:: GIVEN TEXT

From the highest point of Adventures Out West's Colorado Springs hiking trips, hikers have a view of not just one mountain range, but three. The guides of Adventures Out West?currently celebrating its 40th year of tours?have created many such scenic jaunts through Colorado and Arizona that deposit participants directly into the most beautiful parts of the local geography. Whether soaring over snowcapped mountains from the basket of a hot-air balloon or ziplining over lush forested cliffs, patrons get a chance to interact firsthand with all of nature's local sights, sounds, and whoopee-cushion gags.
Today, Challenge Unlimited captains biking and hiking tours all over the globe, from the vineyards of Tuscany to the Incan towns of Peru. More than two decades ago, however, the business was simply known in Colorado for its signature Pikes Peak by Bike tour. During this 20-mile excursion, guides and up to 35 followers descend 20 miles from a summit of 14,110 feet, infiltrating five zones with distinct climates, plant life, animals, and altitude-based baking methods. Riders often encounter eagles, deer, elk, and even the occasional mountain lion or black bear along the way. Guides can also escort Colorado's athletes across the Gold Camp Road—a 17-mile railroad bed once rattling with railcars filled with gold—and through breathtaking Aspen groves. Pit stops are made over the course of three nights and four days at the Victorian Hotel and a nearby dude ranch. Beyond domestic borders, international trips explore Nepal's Annapurna Foothill on foot and the bustling pubs and haunts of Ireland by bike or skateboards strapped to sprinting leprechauns.

::::

▸ **AIM OF THE EXERCISE**: Write what comes next in the Colorado tour passage, starting after its last sentence. The entries after the Colorado tour passage are not needed.

:: DATASET

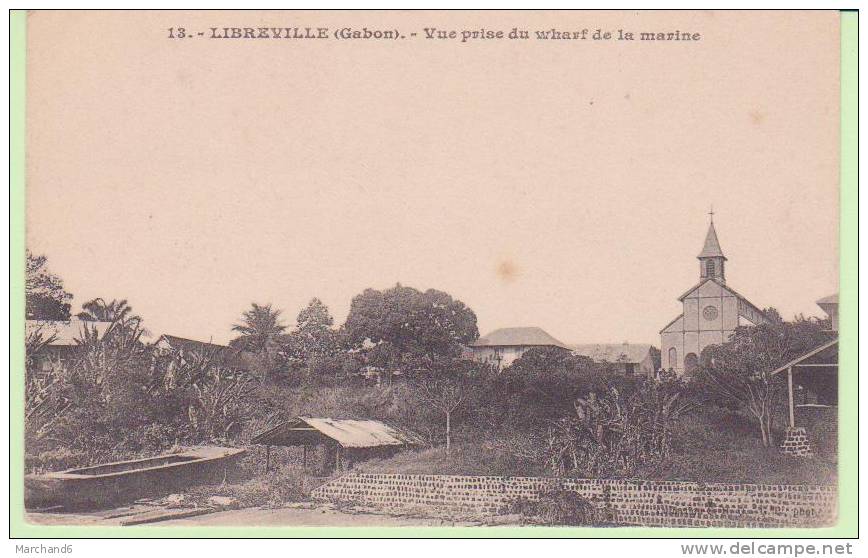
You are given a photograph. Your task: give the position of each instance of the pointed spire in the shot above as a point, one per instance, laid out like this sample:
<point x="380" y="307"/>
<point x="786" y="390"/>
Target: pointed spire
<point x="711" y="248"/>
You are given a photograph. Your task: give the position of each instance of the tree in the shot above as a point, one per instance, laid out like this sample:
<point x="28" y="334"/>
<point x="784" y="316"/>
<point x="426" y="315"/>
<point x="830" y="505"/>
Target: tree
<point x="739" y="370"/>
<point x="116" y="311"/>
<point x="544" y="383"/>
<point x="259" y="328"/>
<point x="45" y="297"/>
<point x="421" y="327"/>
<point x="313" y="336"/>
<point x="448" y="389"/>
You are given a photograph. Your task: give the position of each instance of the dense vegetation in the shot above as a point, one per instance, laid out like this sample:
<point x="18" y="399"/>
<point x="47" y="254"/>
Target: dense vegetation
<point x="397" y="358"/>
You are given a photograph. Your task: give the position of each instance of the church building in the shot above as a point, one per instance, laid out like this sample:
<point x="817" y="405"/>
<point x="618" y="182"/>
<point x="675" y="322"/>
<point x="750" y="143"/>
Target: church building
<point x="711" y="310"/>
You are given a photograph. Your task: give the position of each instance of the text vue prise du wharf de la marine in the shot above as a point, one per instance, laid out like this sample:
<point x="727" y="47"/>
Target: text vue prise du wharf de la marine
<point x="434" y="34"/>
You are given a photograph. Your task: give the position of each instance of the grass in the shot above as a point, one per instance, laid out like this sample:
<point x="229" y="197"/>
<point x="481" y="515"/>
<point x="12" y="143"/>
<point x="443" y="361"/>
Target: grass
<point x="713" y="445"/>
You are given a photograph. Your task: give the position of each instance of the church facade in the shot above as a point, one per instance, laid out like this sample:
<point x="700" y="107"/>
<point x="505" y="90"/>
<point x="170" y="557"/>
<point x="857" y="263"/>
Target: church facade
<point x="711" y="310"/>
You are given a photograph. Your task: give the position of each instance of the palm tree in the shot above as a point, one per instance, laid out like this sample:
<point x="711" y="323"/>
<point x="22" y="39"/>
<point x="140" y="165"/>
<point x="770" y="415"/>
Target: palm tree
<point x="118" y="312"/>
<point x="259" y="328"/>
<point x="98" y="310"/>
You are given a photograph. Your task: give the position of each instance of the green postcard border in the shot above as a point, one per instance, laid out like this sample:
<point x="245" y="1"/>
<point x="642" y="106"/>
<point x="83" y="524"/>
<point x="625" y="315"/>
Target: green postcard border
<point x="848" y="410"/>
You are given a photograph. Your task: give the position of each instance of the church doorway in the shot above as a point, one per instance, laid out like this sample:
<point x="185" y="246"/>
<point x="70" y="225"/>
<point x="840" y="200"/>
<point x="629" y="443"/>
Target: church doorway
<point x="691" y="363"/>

::::

▸ **OUTPUT FOR THIS EXERCISE**:
Owner, author, and paranormal history buff Stephanie Waters helms Colorado Ghost Tours, leading visitors and locals through the haunted town of Manitou Springs. The area—which is known as a spiritual sanctuary for Native Americans and the former site of a tuberculosis sanitarium—is believed to be both cursed by angered Native Americans and haunted by tuberculosis victims. Waters tells these tales, among others, on a variety of tours and events, which include walking tours, carriage rides, hearse tours, ghost hunts, cemetery crawls, and the annual Spirits of Colorado Convention.
The ominous buzz of a bloody chainsaw. The dead stare of an evil clown. The shocking sight of a feasting cannibal. They'll all feel eerily real at Hell Scream Haunts, and that's because the creators are professionals who work the same magic for film and TV. Of the three spaces—the Screamatorium, VonHellton’s House of Horrors, and The Dungeon of Despair—the Screamatorium carries the spookiest story, as it's the rumored former site of a sinister hospital. But no matter which cutting-edge attraction you brave, each are bound to terrify.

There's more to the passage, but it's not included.